### DATA RECORDS ###

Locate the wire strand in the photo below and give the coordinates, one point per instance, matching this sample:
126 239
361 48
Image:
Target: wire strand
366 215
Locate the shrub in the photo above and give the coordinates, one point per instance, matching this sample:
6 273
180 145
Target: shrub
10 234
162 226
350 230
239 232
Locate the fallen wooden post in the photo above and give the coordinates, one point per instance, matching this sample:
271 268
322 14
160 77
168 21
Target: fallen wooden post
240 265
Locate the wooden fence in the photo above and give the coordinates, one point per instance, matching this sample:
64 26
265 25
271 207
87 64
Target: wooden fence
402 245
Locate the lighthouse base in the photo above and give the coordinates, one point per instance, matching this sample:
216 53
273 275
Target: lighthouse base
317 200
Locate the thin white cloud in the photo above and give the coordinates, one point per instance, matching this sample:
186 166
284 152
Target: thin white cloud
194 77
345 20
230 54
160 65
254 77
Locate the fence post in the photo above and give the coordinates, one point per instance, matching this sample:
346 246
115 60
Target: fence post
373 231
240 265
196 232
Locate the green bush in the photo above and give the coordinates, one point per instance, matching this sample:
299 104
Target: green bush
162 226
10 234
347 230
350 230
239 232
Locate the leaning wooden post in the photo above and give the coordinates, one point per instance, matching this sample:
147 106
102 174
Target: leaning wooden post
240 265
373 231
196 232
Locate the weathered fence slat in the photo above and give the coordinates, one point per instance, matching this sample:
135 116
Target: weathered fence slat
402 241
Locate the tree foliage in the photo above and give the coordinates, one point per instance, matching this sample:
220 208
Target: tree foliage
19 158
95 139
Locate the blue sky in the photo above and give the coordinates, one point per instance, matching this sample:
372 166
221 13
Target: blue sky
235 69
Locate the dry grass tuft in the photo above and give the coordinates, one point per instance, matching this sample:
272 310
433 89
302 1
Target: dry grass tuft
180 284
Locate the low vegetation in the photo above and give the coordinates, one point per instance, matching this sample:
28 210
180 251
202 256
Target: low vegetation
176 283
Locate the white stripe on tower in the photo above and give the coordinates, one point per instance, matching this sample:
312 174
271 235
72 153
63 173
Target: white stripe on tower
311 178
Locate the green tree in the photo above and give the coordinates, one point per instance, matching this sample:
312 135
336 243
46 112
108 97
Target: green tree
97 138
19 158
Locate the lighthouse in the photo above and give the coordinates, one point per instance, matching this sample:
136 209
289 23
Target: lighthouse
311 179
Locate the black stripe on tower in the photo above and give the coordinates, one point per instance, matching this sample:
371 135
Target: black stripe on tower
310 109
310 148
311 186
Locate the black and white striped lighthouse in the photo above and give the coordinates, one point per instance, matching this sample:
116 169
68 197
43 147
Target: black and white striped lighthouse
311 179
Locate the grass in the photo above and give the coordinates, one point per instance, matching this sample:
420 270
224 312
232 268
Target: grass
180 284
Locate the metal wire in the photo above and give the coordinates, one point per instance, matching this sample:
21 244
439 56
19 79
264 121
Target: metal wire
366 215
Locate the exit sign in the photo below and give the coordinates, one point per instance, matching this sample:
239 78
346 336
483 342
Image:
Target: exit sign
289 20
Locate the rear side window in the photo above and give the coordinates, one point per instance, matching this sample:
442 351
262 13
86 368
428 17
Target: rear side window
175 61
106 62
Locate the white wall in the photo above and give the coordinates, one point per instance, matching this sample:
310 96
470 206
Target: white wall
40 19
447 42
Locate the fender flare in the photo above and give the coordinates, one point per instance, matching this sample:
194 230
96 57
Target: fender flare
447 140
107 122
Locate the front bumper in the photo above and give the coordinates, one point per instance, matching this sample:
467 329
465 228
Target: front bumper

###

--- PROBLEM TO WORK ON ---
From the data above, how many lines contain the word "bumper"? Give the number alone.

--- ANSWER BOX ---
2